Your task
Nothing but the lines from the one containing "Tag each bread slice on" through the last line of the material should appear in the answer, transcribed exactly, pictures excluded.

Records
- - -

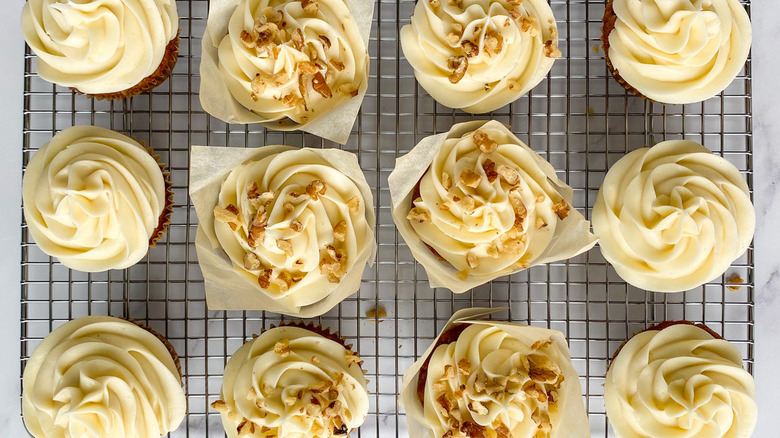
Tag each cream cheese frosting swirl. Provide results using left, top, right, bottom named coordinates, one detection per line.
left=592, top=140, right=754, bottom=292
left=216, top=0, right=369, bottom=126
left=400, top=0, right=560, bottom=113
left=21, top=0, right=179, bottom=94
left=213, top=148, right=374, bottom=313
left=22, top=316, right=186, bottom=438
left=605, top=323, right=757, bottom=438
left=605, top=0, right=752, bottom=104
left=418, top=324, right=572, bottom=437
left=213, top=326, right=369, bottom=438
left=407, top=120, right=580, bottom=284
left=22, top=126, right=167, bottom=272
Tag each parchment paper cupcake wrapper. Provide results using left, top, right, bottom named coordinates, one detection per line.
left=388, top=120, right=598, bottom=294
left=199, top=0, right=375, bottom=144
left=189, top=145, right=377, bottom=317
left=398, top=307, right=591, bottom=438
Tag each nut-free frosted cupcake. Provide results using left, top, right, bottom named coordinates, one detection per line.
left=22, top=316, right=186, bottom=438
left=400, top=310, right=590, bottom=438
left=605, top=322, right=757, bottom=438
left=400, top=0, right=560, bottom=113
left=592, top=140, right=754, bottom=292
left=21, top=0, right=180, bottom=99
left=601, top=0, right=751, bottom=104
left=23, top=126, right=172, bottom=272
left=390, top=120, right=597, bottom=293
left=211, top=324, right=369, bottom=438
left=208, top=147, right=374, bottom=315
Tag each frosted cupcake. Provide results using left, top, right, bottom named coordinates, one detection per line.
left=211, top=324, right=368, bottom=437
left=605, top=321, right=757, bottom=438
left=22, top=126, right=173, bottom=272
left=21, top=0, right=180, bottom=99
left=22, top=316, right=186, bottom=438
left=601, top=0, right=752, bottom=104
left=389, top=120, right=597, bottom=293
left=592, top=140, right=754, bottom=292
left=400, top=0, right=560, bottom=113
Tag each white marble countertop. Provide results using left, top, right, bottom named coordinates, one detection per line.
left=0, top=0, right=777, bottom=436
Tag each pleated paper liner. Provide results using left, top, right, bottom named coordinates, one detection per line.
left=132, top=138, right=174, bottom=248
left=608, top=320, right=725, bottom=367
left=126, top=318, right=183, bottom=383
left=600, top=0, right=653, bottom=102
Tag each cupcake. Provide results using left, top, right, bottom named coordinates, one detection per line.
left=389, top=120, right=597, bottom=293
left=605, top=321, right=757, bottom=438
left=400, top=0, right=560, bottom=113
left=400, top=309, right=590, bottom=438
left=199, top=0, right=371, bottom=143
left=211, top=323, right=369, bottom=437
left=191, top=146, right=375, bottom=316
left=21, top=0, right=180, bottom=99
left=601, top=0, right=751, bottom=104
left=592, top=140, right=754, bottom=292
left=22, top=126, right=173, bottom=272
left=22, top=316, right=186, bottom=438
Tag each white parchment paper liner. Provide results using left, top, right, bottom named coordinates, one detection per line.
left=389, top=120, right=598, bottom=293
left=399, top=308, right=591, bottom=438
left=189, top=145, right=377, bottom=317
left=199, top=0, right=374, bottom=144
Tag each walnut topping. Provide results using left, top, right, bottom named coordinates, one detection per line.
left=280, top=93, right=303, bottom=108
left=263, top=7, right=284, bottom=23
left=298, top=61, right=318, bottom=75
left=457, top=358, right=471, bottom=375
left=332, top=220, right=348, bottom=242
left=528, top=356, right=559, bottom=384
left=483, top=30, right=503, bottom=56
left=472, top=371, right=488, bottom=393
left=301, top=0, right=319, bottom=15
left=468, top=401, right=489, bottom=416
left=535, top=217, right=548, bottom=229
left=257, top=268, right=273, bottom=288
left=473, top=130, right=497, bottom=154
left=272, top=270, right=294, bottom=292
left=544, top=26, right=562, bottom=58
left=496, top=423, right=511, bottom=438
left=330, top=59, right=345, bottom=71
left=521, top=17, right=540, bottom=37
left=460, top=421, right=486, bottom=438
left=532, top=338, right=552, bottom=350
left=461, top=169, right=482, bottom=188
left=448, top=56, right=468, bottom=84
left=347, top=195, right=360, bottom=213
left=407, top=207, right=431, bottom=223
left=318, top=34, right=331, bottom=49
left=457, top=270, right=469, bottom=280
left=429, top=0, right=440, bottom=6
left=312, top=72, right=333, bottom=98
left=243, top=252, right=262, bottom=271
left=211, top=400, right=228, bottom=413
left=459, top=196, right=476, bottom=213
left=438, top=203, right=451, bottom=212
left=448, top=0, right=463, bottom=7
left=436, top=393, right=452, bottom=414
left=482, top=159, right=498, bottom=183
left=503, top=238, right=525, bottom=256
left=523, top=381, right=548, bottom=402
left=345, top=351, right=362, bottom=366
left=727, top=274, right=744, bottom=291
left=240, top=30, right=257, bottom=48
left=446, top=32, right=461, bottom=45
left=237, top=419, right=255, bottom=436
left=292, top=28, right=305, bottom=51
left=215, top=204, right=242, bottom=230
left=306, top=180, right=327, bottom=200
left=277, top=239, right=294, bottom=256
left=284, top=202, right=295, bottom=212
left=323, top=400, right=343, bottom=417
left=319, top=245, right=347, bottom=283
left=290, top=219, right=303, bottom=232
left=441, top=172, right=453, bottom=190
left=497, top=164, right=520, bottom=186
left=461, top=40, right=479, bottom=58
left=336, top=83, right=360, bottom=97
left=274, top=339, right=291, bottom=357
left=442, top=364, right=456, bottom=380
left=466, top=251, right=479, bottom=269
left=532, top=408, right=552, bottom=432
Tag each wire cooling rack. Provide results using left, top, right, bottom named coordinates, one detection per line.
left=20, top=0, right=754, bottom=437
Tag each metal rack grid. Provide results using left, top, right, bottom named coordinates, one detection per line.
left=20, top=0, right=754, bottom=437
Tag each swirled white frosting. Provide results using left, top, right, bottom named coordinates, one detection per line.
left=214, top=148, right=373, bottom=311
left=23, top=126, right=167, bottom=272
left=592, top=140, right=754, bottom=292
left=408, top=120, right=577, bottom=283
left=21, top=0, right=179, bottom=94
left=605, top=0, right=751, bottom=104
left=217, top=0, right=368, bottom=126
left=22, top=316, right=186, bottom=438
left=216, top=326, right=369, bottom=438
left=400, top=0, right=559, bottom=113
left=605, top=324, right=757, bottom=438
left=418, top=324, right=571, bottom=437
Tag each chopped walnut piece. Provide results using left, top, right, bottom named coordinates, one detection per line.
left=330, top=59, right=345, bottom=71
left=263, top=7, right=284, bottom=23
left=248, top=224, right=265, bottom=248
left=446, top=32, right=461, bottom=45
left=438, top=203, right=451, bottom=212
left=460, top=421, right=486, bottom=438
left=243, top=252, right=262, bottom=271
left=457, top=269, right=469, bottom=280
left=484, top=30, right=503, bottom=56
left=553, top=199, right=570, bottom=220
left=528, top=357, right=558, bottom=383
left=442, top=364, right=456, bottom=380
left=290, top=219, right=303, bottom=232
left=441, top=172, right=453, bottom=190
left=214, top=204, right=241, bottom=226
left=366, top=307, right=387, bottom=321
left=473, top=130, right=497, bottom=154
left=482, top=159, right=498, bottom=183
left=407, top=207, right=431, bottom=223
left=306, top=180, right=327, bottom=200
left=301, top=0, right=319, bottom=15
left=319, top=246, right=347, bottom=283
left=272, top=270, right=294, bottom=292
left=548, top=389, right=559, bottom=403
left=311, top=72, right=333, bottom=98
left=323, top=400, right=343, bottom=417
left=469, top=401, right=489, bottom=416
left=466, top=251, right=479, bottom=269
left=532, top=408, right=552, bottom=432
left=211, top=400, right=228, bottom=413
left=535, top=217, right=548, bottom=229
left=429, top=0, right=440, bottom=6
left=460, top=196, right=476, bottom=213
left=347, top=195, right=361, bottom=213
left=240, top=30, right=257, bottom=48
left=237, top=419, right=254, bottom=436
left=255, top=22, right=279, bottom=47
left=274, top=339, right=291, bottom=357
left=291, top=28, right=305, bottom=51
left=448, top=56, right=468, bottom=84
left=298, top=61, right=318, bottom=75
left=316, top=35, right=332, bottom=50
left=544, top=39, right=562, bottom=58
left=448, top=0, right=463, bottom=7
left=436, top=393, right=452, bottom=413
left=257, top=269, right=273, bottom=289
left=497, top=164, right=520, bottom=185
left=532, top=338, right=552, bottom=350
left=522, top=17, right=540, bottom=37
left=457, top=358, right=471, bottom=375
left=277, top=239, right=294, bottom=256
left=461, top=169, right=482, bottom=188
left=523, top=381, right=548, bottom=402
left=727, top=274, right=744, bottom=291
left=336, top=83, right=360, bottom=97
left=496, top=423, right=511, bottom=438
left=503, top=238, right=525, bottom=256
left=461, top=40, right=479, bottom=58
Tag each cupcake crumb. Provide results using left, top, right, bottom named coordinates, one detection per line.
left=366, top=307, right=386, bottom=322
left=727, top=274, right=744, bottom=291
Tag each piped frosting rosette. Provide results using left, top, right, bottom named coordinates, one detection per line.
left=22, top=316, right=186, bottom=438
left=592, top=140, right=754, bottom=292
left=400, top=0, right=560, bottom=113
left=200, top=0, right=372, bottom=143
left=191, top=146, right=375, bottom=316
left=21, top=0, right=179, bottom=96
left=400, top=308, right=590, bottom=438
left=605, top=322, right=757, bottom=438
left=389, top=120, right=597, bottom=293
left=212, top=325, right=369, bottom=438
left=22, top=126, right=170, bottom=272
left=603, top=0, right=752, bottom=104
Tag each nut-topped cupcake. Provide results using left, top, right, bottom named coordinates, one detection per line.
left=390, top=120, right=597, bottom=293
left=400, top=0, right=560, bottom=113
left=212, top=324, right=369, bottom=438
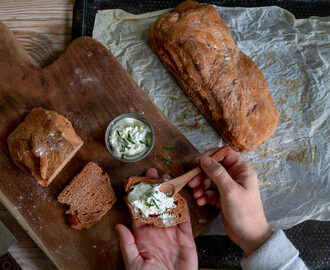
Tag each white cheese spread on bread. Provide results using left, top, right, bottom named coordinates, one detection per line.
left=128, top=183, right=176, bottom=218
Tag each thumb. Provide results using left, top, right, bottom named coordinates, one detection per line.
left=115, top=224, right=140, bottom=268
left=200, top=156, right=237, bottom=194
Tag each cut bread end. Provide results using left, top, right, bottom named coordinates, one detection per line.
left=124, top=176, right=187, bottom=227
left=58, top=162, right=117, bottom=230
left=37, top=142, right=83, bottom=187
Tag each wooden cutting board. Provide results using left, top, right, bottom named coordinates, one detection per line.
left=0, top=22, right=218, bottom=270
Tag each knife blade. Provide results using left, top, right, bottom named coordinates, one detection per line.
left=0, top=220, right=22, bottom=270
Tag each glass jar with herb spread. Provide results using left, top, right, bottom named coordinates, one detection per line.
left=105, top=113, right=154, bottom=162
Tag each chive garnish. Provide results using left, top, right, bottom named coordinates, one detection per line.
left=151, top=199, right=159, bottom=209
left=145, top=201, right=152, bottom=207
left=126, top=137, right=136, bottom=144
left=140, top=140, right=149, bottom=147
left=124, top=145, right=131, bottom=149
left=162, top=156, right=173, bottom=163
left=163, top=146, right=177, bottom=150
left=116, top=130, right=121, bottom=136
left=152, top=195, right=161, bottom=202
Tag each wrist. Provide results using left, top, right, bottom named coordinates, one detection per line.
left=240, top=223, right=273, bottom=256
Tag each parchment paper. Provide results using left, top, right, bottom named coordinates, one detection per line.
left=93, top=6, right=330, bottom=233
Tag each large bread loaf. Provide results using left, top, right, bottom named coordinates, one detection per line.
left=150, top=1, right=278, bottom=152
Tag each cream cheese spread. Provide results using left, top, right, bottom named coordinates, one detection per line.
left=109, top=117, right=151, bottom=159
left=128, top=183, right=176, bottom=218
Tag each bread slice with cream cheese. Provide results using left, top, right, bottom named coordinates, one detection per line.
left=124, top=176, right=187, bottom=227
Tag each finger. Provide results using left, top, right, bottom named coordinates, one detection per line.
left=193, top=185, right=205, bottom=199
left=203, top=178, right=212, bottom=190
left=115, top=224, right=140, bottom=267
left=146, top=168, right=158, bottom=178
left=162, top=174, right=172, bottom=180
left=204, top=190, right=219, bottom=206
left=197, top=190, right=219, bottom=207
left=188, top=173, right=203, bottom=188
left=194, top=147, right=221, bottom=164
left=196, top=196, right=207, bottom=206
left=201, top=156, right=238, bottom=194
left=220, top=150, right=257, bottom=189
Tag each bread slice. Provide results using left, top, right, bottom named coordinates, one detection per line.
left=7, top=107, right=84, bottom=186
left=124, top=176, right=187, bottom=227
left=58, top=162, right=117, bottom=230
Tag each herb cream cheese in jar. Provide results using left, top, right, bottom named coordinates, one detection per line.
left=105, top=114, right=154, bottom=162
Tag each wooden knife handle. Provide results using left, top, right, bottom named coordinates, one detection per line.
left=0, top=253, right=22, bottom=270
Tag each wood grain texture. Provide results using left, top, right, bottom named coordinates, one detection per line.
left=0, top=0, right=74, bottom=67
left=0, top=22, right=218, bottom=269
left=0, top=1, right=73, bottom=268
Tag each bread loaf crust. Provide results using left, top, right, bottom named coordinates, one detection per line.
left=7, top=107, right=84, bottom=186
left=150, top=1, right=278, bottom=152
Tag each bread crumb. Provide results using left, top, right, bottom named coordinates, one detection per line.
left=198, top=219, right=206, bottom=224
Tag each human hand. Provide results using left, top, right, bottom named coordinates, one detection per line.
left=116, top=168, right=198, bottom=270
left=189, top=147, right=272, bottom=256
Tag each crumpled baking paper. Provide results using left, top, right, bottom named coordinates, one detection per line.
left=93, top=6, right=330, bottom=234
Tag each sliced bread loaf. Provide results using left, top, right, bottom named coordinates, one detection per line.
left=124, top=176, right=187, bottom=227
left=58, top=162, right=117, bottom=230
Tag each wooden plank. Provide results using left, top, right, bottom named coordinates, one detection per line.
left=0, top=0, right=74, bottom=67
left=0, top=1, right=73, bottom=268
left=0, top=22, right=218, bottom=269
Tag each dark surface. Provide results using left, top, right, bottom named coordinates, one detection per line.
left=0, top=253, right=22, bottom=270
left=72, top=0, right=330, bottom=39
left=196, top=220, right=330, bottom=269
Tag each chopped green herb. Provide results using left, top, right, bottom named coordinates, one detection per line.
left=163, top=146, right=177, bottom=150
left=126, top=137, right=136, bottom=144
left=139, top=140, right=149, bottom=147
left=162, top=156, right=173, bottom=163
left=182, top=161, right=188, bottom=171
left=151, top=199, right=159, bottom=209
left=152, top=195, right=161, bottom=202
left=124, top=145, right=131, bottom=149
left=116, top=130, right=121, bottom=136
left=133, top=131, right=138, bottom=136
left=145, top=201, right=153, bottom=208
left=120, top=148, right=125, bottom=153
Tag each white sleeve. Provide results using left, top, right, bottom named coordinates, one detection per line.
left=241, top=230, right=308, bottom=270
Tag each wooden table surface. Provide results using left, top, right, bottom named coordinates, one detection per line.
left=1, top=0, right=71, bottom=269
left=0, top=1, right=225, bottom=269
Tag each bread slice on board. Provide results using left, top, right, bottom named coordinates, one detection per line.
left=7, top=107, right=84, bottom=186
left=150, top=1, right=279, bottom=152
left=58, top=162, right=117, bottom=230
left=124, top=176, right=187, bottom=227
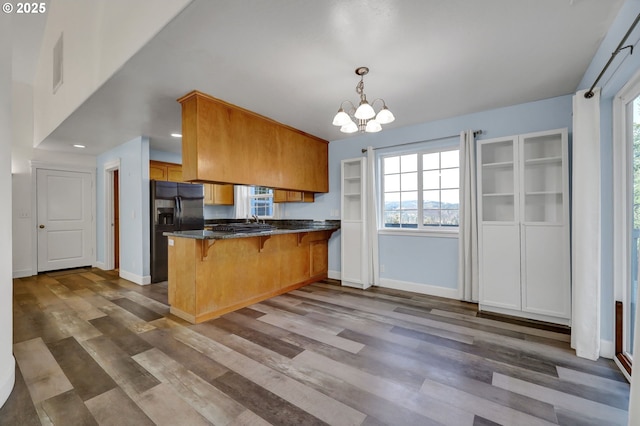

- - -

Result of this task
Tag each bread slice on board. Provide results using left, top, right, bottom named coordinates, one detection per line.
left=7, top=107, right=84, bottom=186
left=150, top=1, right=279, bottom=152
left=58, top=162, right=117, bottom=230
left=124, top=176, right=187, bottom=227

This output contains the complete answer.